§ Source:
June 22, 2026
Over the years, there have been an untold number of books written about IBM and its computing legacy. (Our founding editor, TPM, has most of them in his library.) But very few, if any, of them focus much time on the line of midrange servers that came out of Rochester, Minnesota, including the AS/400, which turned 38 years young yesterday. That void is what drove former IBMer Bill Shaffer, who spent his entire career in the midrange, to write the book IBM & Computing.
Shaffer spent 40 years at IBM, beginning as a programmer working out of the Miami, Florida office and culminating in the IBM printing division out of Boulder, Colorado. In between, he spent many years living and working in Rochester, as well as from the IBM facility in Atlanta, Georgia.
When Shaffer retired in 2015, he began writing a book about one of his favorite topics: cars. Like many Americans, Shaffer and his family owned a variety of automobiles over the years, and Shaffer – who caught the writing bug as a contributor to the midrange trade press – decided to document it.

Shaffer’s first book, Shifting Gears: One Family’s Journey Through the Automobile Age, was published in 2021. As he was writing that book, he read several histories of IBM. One particular book published in 2019, James Cortada’s IBM: The Rise and Fall and Reinvention of a Global Icon, caught his attention.
“I read the book, 750 or 800 pages, and there was like one paragraph on midrange, which is where I spent my entire career,” Shaffer told IT Jungle. “I called him and chatted with him and I said, ‘How is this possible?’”
Like Shaffer, Cortana also had a 40-year career with Big Blue, but he spent the bulk of his working with the mainframe and professional services. Shaffer said Cortana was very polite, but defended his view.
“He said, ‘Well, if you want that story told, you have to tell it yourself,” Shaffer said. “And so that was really the impetus to move forward.”
A Thorough Big Blue History
The result is IBM & Computing: The Story of the Iconic Company Amid Technological Progress from the Abacus to AI. Published by The Widsten Press in 2025, the 852-page book offers a thorough review of the history of computing, starting with the pre-IBM creations of Charles Babbage and Blaise Pascal, up to the latest IBM System Z and Power Systems machines, as well as IBM’s emerging quantum systems.
Shaffer offers an insider’s view into the cutthroat business of computer engineering and its intersection with the demands of the market, whether its commercial, scientific, or military. He describes some of the early IBM machines from 1930s, like the IBM 601 Multiplying Punch released in 1931, the IBM 285 Numeric Printing Tabulator released in 1933, and the IBM 402 plugboard released in 1934.

§ Collected data:
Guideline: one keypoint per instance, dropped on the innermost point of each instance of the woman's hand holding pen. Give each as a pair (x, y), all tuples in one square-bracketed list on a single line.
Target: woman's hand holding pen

§ Instructions:
**a)** Answer these from the article about Bill Shaffer's book, one per line:
(i) How many years did Shaffer work at IBM?
(ii) In what year was Shifting Gears published?
(iii) Which press published IBM & Computing?
**b)** Using the article about Bill Shaffer's book, explain in one to three sentences why Shaffer wrote IBM & Computing.
**c)** Continue the article about Bill Shaffer's book from its last sentence.

§ Answers given:
**a)**
(i) 40 years
(ii) 2021
(iii) The Widsten Press

**b)** Very few books on IBM gave much attention to the midrange servers from Rochester, where Shaffer spent his whole career. A 2019 IBM history he read had about one paragraph on midrange. When he called its author, the author told him that if he wanted that story told, he had to tell it himself.

**c)**
The IBM 601 Multiplying Punch. (Image courtesy Sandstein via Wikipedia)
Shaffer discusses the impact IBM machines had on World War II, such as the IBM Automatic Sequence Controlled Calculator, or the Mark I, which was used for calculating ballistic tables by the U.S. Navy, as well as the development of the atomic bomb in the Manhattan Project at the Los Alamos lab.
While this is an IBM-focused book, you can’t really tell the story of IBM without mentioning competing systems. He touches on some famous non-IBM machines, including Colossus, a system created by a team in the UK to break the Nazi’s Enigma encryption machine, dubbed project Ultra. We learn that Shaffer’s father was an American liaison officer working on the Ultra project, which remained a secret until former British intelligence officer FW Winterbotham wrote about what is now understood to be the world’s first digital computer – predating ENIAC by several years – in his 1974 book, The Ultra Secret.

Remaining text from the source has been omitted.